_TEKST TER BEOORDELING_:
· · ·
De onderzoekers van het COT concluderen dat de maatregelen die door de gemeente Westland zijn genomen conform wet- en regelgeving zijn. Ook is geconstateerd dat de opruimwerkzaamheden grotendeels goed zijn verlopen.
Bent u bereid in een tijdlijn te schetsen welke werkzaamheden op welke locaties hebben plaatsgevonden om de omgeving asbestveilig dan wel asbestvrij te krijgen en daarbij tevens te vermelden welke actoren voor die acties zijn ingezet en in hoeverre omwonenden hierover zijn geïnformeerd dan wel bij zijn betrokken?
Op de uitgebreide reconstructie die in de rapportage van het COT staat heb ik geen toevoegingen.
Klopt het dat ook na de saneringen ruime hoeveelheden asbest zijn aangetroffen op de omliggende percelen van de brand, na vrijgave door de gemeente Westland?
In de antwoorden3 op vragen van het lid Smaling (SP) van 19 mei 2015 staat dat na een brand ook na zorgvuldig handmatig opruimen nog steeds asbestresten gevonden kunnen worden. Vandaar dat in 2015 op de website van de gemeente Westland stond beschreven hoe deze resten opgeruimd konden worden.
Weet u of de gemeente Westland aanvullende saneringen uitgevoerd? Zo ja, wat zegt dit over het signaal asbestveilig dat is afgegeven?
Op 14 april 2015 is het getroffen gebied vrijgegeven. Dat houdt in dat in het gebied geen zichtbaar asbest meer aanwezig is. Het COT geeft aan dat het aannemelijk is dat herbesmetting van het gebied heeft plaatsgevonden door stukjes asbest die onder het dak zaten of op andere niet-inspecteerbare plekken. Na de herbesmetting is het gebied opnieuw gesaneerd. Het COT concludeert dat de gemeente erop mocht vertrouwen dat het gebied vrijgegeven kon worden. In de rapportage van het COT staat verder beschreven dat de gemeente in het najaar van 2015 werd gewezen op de blijvende aanwezigheid van asbestrestanten. Hierop kondigde de gemeente een nazorgfase aan waarbij onder meer het getroffen gebied actief gecontroleerd werd. Ook hebben bewoners asbestinventarisaties en zo nodig saneringen laten uitvoeren. In januari 2016 heeft de gemeente deze aanpak geïntensiveerd.
Bent u bereid om bij de gemeente Westland een overzicht op te vragen van alle woningen die asbestvrij zijn verklaard? Zo nee, waarom niet?
In het kader van het Wob-verzoek zijn vrijgaverapporten openbaar gemaakt.
Deelt u de mening dat zowel de gemeente Westland als de rijksoverheid een maximale inspanning dienen te verrichten om ervoor te zorgen dat er een duidelijk beeld komt van de woon- en omgevingsveiligheid in het getroffen gebied?
· · ·
_GEËXTRAHEERDE GEGEVENS_:
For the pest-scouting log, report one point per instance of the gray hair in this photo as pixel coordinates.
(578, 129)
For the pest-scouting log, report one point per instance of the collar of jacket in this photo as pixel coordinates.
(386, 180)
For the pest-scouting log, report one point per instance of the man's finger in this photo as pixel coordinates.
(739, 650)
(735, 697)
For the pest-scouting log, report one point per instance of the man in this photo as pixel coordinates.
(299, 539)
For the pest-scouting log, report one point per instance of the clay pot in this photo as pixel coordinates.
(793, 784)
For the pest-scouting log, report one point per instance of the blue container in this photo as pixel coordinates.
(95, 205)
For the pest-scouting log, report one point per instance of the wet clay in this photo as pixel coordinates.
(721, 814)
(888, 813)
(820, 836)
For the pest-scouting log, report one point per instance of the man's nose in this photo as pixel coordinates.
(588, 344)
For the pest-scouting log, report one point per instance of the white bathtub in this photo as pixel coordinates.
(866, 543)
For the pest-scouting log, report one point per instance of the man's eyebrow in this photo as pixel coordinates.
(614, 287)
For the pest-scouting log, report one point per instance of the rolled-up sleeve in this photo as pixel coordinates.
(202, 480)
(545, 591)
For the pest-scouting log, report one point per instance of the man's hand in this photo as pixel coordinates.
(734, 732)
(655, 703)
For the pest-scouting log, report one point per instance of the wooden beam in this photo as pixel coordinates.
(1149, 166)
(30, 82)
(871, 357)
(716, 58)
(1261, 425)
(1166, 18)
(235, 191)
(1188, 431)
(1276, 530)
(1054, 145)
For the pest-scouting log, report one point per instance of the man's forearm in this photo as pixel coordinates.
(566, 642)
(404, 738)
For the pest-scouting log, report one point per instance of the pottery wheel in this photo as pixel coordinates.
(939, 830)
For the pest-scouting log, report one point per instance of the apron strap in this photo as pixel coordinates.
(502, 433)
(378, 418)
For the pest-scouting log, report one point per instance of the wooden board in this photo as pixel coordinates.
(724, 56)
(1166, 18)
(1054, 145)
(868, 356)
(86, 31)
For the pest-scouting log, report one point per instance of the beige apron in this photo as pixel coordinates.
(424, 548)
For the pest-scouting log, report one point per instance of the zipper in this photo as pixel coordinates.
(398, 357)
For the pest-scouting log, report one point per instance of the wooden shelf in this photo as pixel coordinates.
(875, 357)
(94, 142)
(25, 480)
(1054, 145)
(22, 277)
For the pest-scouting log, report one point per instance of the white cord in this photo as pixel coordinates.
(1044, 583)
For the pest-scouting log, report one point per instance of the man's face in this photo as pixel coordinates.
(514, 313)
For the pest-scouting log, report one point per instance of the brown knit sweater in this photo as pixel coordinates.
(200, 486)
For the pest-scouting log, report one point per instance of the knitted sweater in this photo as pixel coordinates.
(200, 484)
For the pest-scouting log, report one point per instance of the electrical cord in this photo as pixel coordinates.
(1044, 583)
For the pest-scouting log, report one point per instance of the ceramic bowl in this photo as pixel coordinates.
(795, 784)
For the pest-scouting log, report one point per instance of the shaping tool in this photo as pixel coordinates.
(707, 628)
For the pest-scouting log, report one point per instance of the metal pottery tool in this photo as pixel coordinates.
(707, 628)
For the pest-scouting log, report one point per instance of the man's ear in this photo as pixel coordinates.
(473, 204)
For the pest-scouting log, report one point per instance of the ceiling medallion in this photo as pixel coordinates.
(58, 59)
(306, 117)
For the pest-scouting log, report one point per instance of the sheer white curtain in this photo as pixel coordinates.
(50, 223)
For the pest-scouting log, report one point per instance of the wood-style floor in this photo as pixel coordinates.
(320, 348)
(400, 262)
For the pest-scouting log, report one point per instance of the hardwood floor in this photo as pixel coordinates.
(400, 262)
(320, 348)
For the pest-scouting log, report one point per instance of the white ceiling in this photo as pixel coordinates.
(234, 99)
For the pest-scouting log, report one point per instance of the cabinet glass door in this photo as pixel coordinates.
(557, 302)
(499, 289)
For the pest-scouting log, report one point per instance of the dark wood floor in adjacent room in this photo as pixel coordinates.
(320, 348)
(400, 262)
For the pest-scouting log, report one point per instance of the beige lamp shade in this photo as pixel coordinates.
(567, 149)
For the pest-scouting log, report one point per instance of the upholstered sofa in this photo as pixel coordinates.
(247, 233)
· · ·
_VRAGEN OVER TEKST_:
**a.** Op welke datum werd het getroffen gebied volgens de tekst over asbest in Westland vrijgegeven?
**b.** Schrijf een vervolg op de tekst over asbest in Westland, te beginnen na de laatste zin.
De gegevens spelen hierbij geen enkele rol.

_ANTWOORDEN_:
**a.** Op 14 april 2015.

**b.**
Na de brand was de gemeente Westland verantwoordelijk voor het in kaart brengen van de mate van verspreiding van het asbest. Het getroffen gebied is in april 2016 voor de tweede maal vrijgegeven nadat herbesmetting van het gebied had plaatsgevonden. Het COT concludeert dat de maatregelen die de gemeente Westland heeft getroffen juist zijn. Het toenmalige Ministerie van Infrastructuur en Milieu heeft in 2016 het Instituut Fysieke Veiligheid opdracht gegeven om het Plan van Aanpak asbestbrand te actualiseren. Dit heeft geleid tot de in december 2016 gepubliceerde Handreiking Asbestincidenten4. De gemeente Westland was actief betrokken bij de actualisatie.
Wat is het huidige percentage van saneringslocaties waar de situatie voor wat betreft de certificering voor saneringsbedrijven op orde is?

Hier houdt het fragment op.